_Yapılacak işler_:
#1 Selim İleri'nin öyküleri üzerine yazılmış verilen metinde adı geçen bütün eser başlıklarını sırala.
#2 Selim İleri'nin öyküleri üzerine yazılmış verilen metinden "Aynı zamanda, o" ile başlayıp "mizahla anlatan tavrı." ile biten kısmı hiç değiştirmeden geri ver.

_Verilen metin_:
______
Çocukluktan büyüklüğe, hep mor bir objektiften bakan yazar, kendi eserlerinin de zaman içindeki değişimini, kendisiyle özgül bir hesaplaşma ya da iç söyleşi biçiminde sürdürüyor.

Öykülerin başında Ziya Osman Saba’dan iki dize, bizi yazarın dünyasındaki atmosfere hazırlıyor:

"Hiç olmazsa unutmamak isterdim!

Eski geceler, sevdiklerimle dolu odalar..."

Eski Bir Roman Kahramanı
öyküsünde, bir yazarın kahramanına yıllar sonra bakışının acıklı tavrını buldum. Biten sevgiler, karşılaşmalarda insanı nasıl da tedirgin eder. Soğumuş ilişkilerin ruh donduruculuğu dile getiriliyor bu öykülerde.

"Şahane Bir Tuvalet" geçmiş günlerdeki sahte bir şaşaayı anlattığı kadar, toplumsal sınıfın belirleyici ekonomik katmanlarına da değiniyor. Yalınkat bir okuyucunun, nostaljik notlar olarak saptayacağı Selim İleri’nin öyküleri, İstanbul’daki bir yaşamın tanıklıklarıdır. "Şahane Bir Tuvalet" bugünün kimi okurlarına göre görgüsüzlük belgesi, kimilerine göre de dönemin bir sınıfının yaşamının edebi tutanağıdır. Başka yazarların kitap adlarına göndermeler, onun yararlandığı kaynaklara bir saygı selámıdır.

Aynı zamanda, o kitaplardan esinlenerek nasıl bir eser ortaya çıkarıldığının da atölye notlarıdır.

Hayat Sönüp Giderken, bir Selim İleri klasiği olacak kıratta bir edebiyat çalışması. Eski ile yeni arasındaki valsin, görselliğin edebiyattaki yankısının menevişlerini yansıtıyor.

Perisiz Evler’de; hepimizin ortak bir unutuş isteğini özetliyor: "Fotoğrafları sevmem. Hayalinizi çalar; zamanı, insanı ve mekánı dondurur. Size yalan söyler. Duruk görüntü size geçmiş zamanı, sönmüş bir anı geri getirmişçesine yalan söyler. O an geri gelmez, asla. Fotoğraflar merhametsizdir. Fotoğrafsız yaşadığımı söyleyebilirim. Pek çok fotoğrafı yırttım attım."

"Hangi acılardan, sınavlardan geçtiğini onlar da hissedecekler"
sözünün ardında bütün yazarların imzasız ortak manifestosu gizlenmektedir.

Nar Çatlağı, bir yazarın "ben"inin zaman içindeki değişimini, törpülenişini yer yer kara mizahla anlatan tavrı.

Ölü Hikáyeci, sevecen bir yazarlık kavramına yaklaşımın notları.

Kitabın içindeki farklı ustalıkla bezenmiş Gregor Samsa’nın Elyazısı, görsellikle yazının bir aradaki iyi bir ürünü.
______
_Ham satırlar_:
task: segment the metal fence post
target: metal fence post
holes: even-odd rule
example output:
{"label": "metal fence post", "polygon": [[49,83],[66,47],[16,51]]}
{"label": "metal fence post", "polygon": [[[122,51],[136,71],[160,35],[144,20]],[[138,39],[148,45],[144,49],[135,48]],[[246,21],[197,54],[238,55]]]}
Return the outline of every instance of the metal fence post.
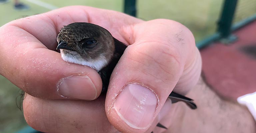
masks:
{"label": "metal fence post", "polygon": [[232,22],[238,1],[238,0],[224,0],[221,16],[218,23],[217,30],[220,33],[221,37],[229,40],[229,42],[232,42],[234,39],[235,40],[236,38],[231,35],[231,33]]}
{"label": "metal fence post", "polygon": [[136,17],[136,0],[124,0],[124,13]]}

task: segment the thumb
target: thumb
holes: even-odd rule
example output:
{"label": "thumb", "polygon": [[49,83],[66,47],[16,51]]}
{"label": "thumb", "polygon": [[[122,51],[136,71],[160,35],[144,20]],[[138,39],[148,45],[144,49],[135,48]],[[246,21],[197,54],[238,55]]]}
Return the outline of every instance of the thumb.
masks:
{"label": "thumb", "polygon": [[[148,28],[152,27],[156,28]],[[109,120],[124,133],[146,131],[183,70],[190,70],[194,76],[190,79],[193,81],[180,86],[186,87],[197,81],[200,71],[194,70],[200,69],[201,66],[199,62],[194,63],[197,62],[200,55],[196,54],[198,51],[193,35],[182,25],[155,20],[138,24],[134,28],[135,42],[126,49],[112,73],[105,105]],[[180,44],[174,34],[181,31],[183,34],[179,37],[186,39],[182,42],[186,45]],[[182,90],[180,93],[188,91],[179,89]]]}

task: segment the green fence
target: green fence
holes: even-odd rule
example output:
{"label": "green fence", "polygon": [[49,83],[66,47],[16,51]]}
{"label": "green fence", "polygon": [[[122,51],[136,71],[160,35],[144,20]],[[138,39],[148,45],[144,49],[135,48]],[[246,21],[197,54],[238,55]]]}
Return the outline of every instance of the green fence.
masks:
{"label": "green fence", "polygon": [[[163,18],[181,23],[193,33],[199,48],[217,40],[235,41],[232,32],[256,19],[256,0],[198,1],[125,0],[123,4],[124,12],[143,20]],[[18,132],[39,132],[29,126]]]}

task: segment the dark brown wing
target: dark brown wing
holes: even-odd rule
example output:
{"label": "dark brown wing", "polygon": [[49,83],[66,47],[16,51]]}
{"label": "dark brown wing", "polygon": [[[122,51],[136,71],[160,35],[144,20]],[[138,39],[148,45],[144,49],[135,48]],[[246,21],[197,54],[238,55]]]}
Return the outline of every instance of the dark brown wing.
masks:
{"label": "dark brown wing", "polygon": [[[102,92],[103,92],[107,91],[112,71],[127,47],[125,44],[115,38],[114,38],[114,40],[115,47],[114,57],[110,63],[99,72],[102,80]],[[170,94],[169,98],[171,99],[173,103],[182,101],[185,102],[192,109],[197,108],[196,105],[193,102],[193,100],[174,92],[172,92]]]}
{"label": "dark brown wing", "polygon": [[124,43],[114,38],[113,38],[115,41],[115,47],[114,57],[109,64],[99,71],[99,74],[100,75],[102,81],[102,93],[106,93],[107,92],[112,72],[124,53],[125,49],[127,48],[127,46]]}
______
_Yanıtlar_:
#1
Eski Bir Roman Kahramanı
Şahane Bir Tuvalet
Hayat Sönüp Giderken
Perisiz Evler
Nar Çatlağı
Ölü Hikáyeci
Gregor Samsa’nın Elyazısı

#2
Aynı zamanda, o kitaplardan esinlenerek nasıl bir eser ortaya çıkarıldığının da atölye notlarıdır.

Hayat Sönüp Giderken, bir Selim İleri klasiği olacak kıratta bir edebiyat çalışması. Eski ile yeni arasındaki valsin, görselliğin edebiyattaki yankısının menevişlerini yansıtıyor.

Perisiz Evler’de; hepimizin ortak bir unutuş isteğini özetliyor: "Fotoğrafları sevmem. Hayalinizi çalar; zamanı, insanı ve mekánı dondurur. Size yalan söyler. Duruk görüntü size geçmiş zamanı, sönmüş bir anı geri getirmişçesine yalan söyler. O an geri gelmez, asla. Fotoğraflar merhametsizdir. Fotoğrafsız yaşadığımı söyleyebilirim. Pek çok fotoğrafı yırttım attım."

"Hangi acılardan, sınavlardan geçtiğini onlar da hissedecekler"
sözünün ardında bütün yazarların imzasız ortak manifestosu gizlenmektedir.

Nar Çatlağı, bir yazarın "ben"inin zaman içindeki değişimini, törpülenişini yer yer kara mizahla anlatan tavrı.